→ Work to do
Write out the material from the line holding "Player-spacing review: tag the canal" through the line holding "Target: sky", inclusive, replacing "Player-spacing review" with "Crowd-spacing check" wherever it occurs and changing nothing else.

→ Input
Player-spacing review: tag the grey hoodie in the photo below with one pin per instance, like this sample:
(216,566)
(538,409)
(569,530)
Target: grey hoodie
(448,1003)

* * *

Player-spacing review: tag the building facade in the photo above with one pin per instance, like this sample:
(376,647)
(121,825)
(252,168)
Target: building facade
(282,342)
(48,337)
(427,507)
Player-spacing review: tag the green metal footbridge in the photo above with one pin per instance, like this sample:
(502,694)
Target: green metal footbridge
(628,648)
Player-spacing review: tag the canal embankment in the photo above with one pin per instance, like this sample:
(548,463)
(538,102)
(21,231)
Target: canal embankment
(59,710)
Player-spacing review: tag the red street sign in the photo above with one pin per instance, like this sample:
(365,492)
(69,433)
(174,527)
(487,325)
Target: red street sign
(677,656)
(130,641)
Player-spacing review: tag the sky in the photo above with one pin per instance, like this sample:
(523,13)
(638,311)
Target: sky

--

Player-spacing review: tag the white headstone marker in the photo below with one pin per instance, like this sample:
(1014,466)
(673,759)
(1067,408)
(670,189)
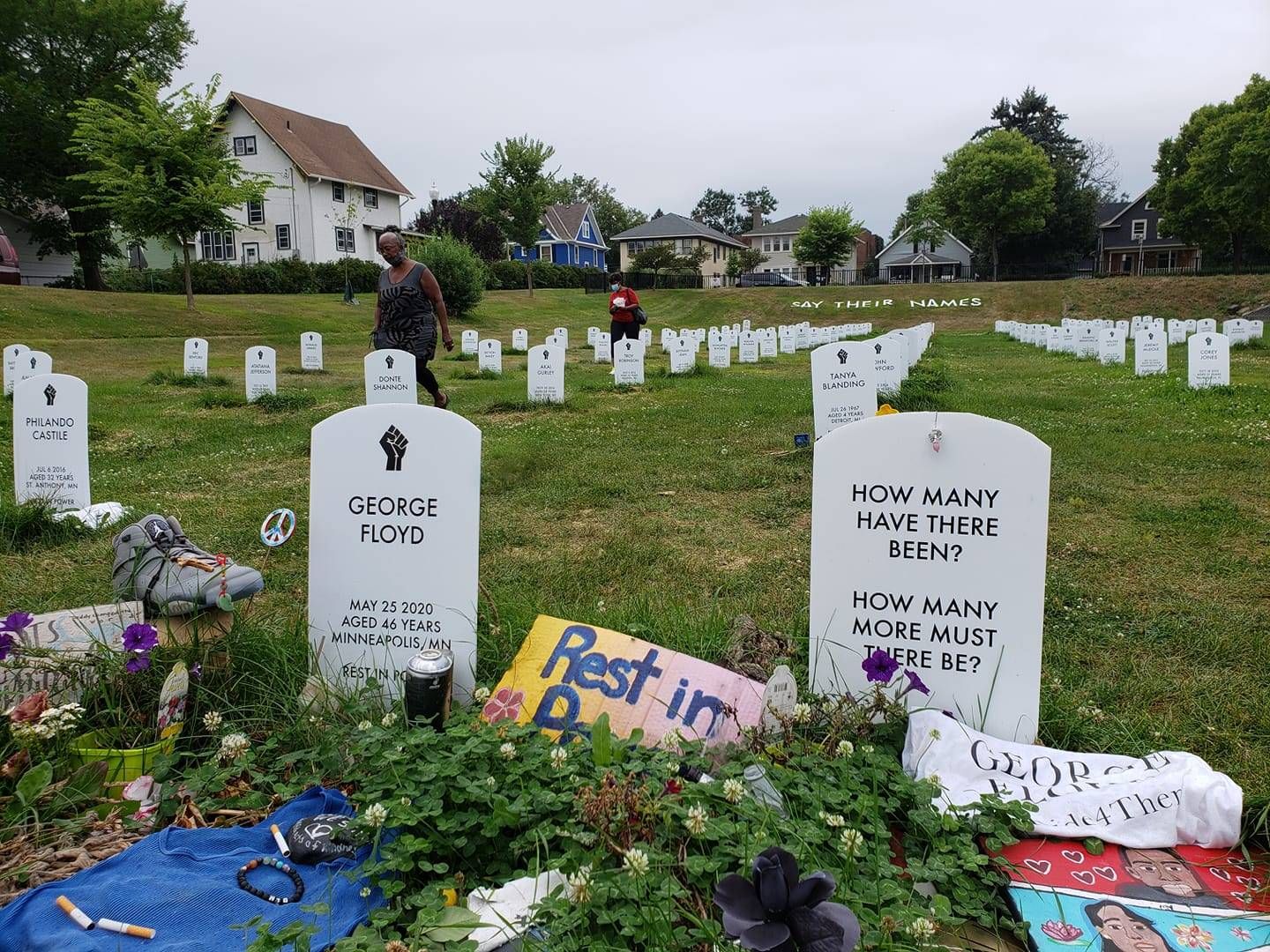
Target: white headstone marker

→ Task output
Crowd-spacing check: tag the canal embankment in the photo above with one pin per instance, like this sample:
(548,463)
(538,102)
(21,231)
Target: canal embankment
(59,710)
Crowd-spacing check: tag the red street sign in the photo above with one pin per instance, like this sample:
(365,492)
(69,433)
(174,527)
(487,325)
Target: red street sign
(677,656)
(130,641)
Crowd-spacing check: tag the sky in the photo above with one pin per instance, like this sample:
(523,13)
(638,311)
Target: sky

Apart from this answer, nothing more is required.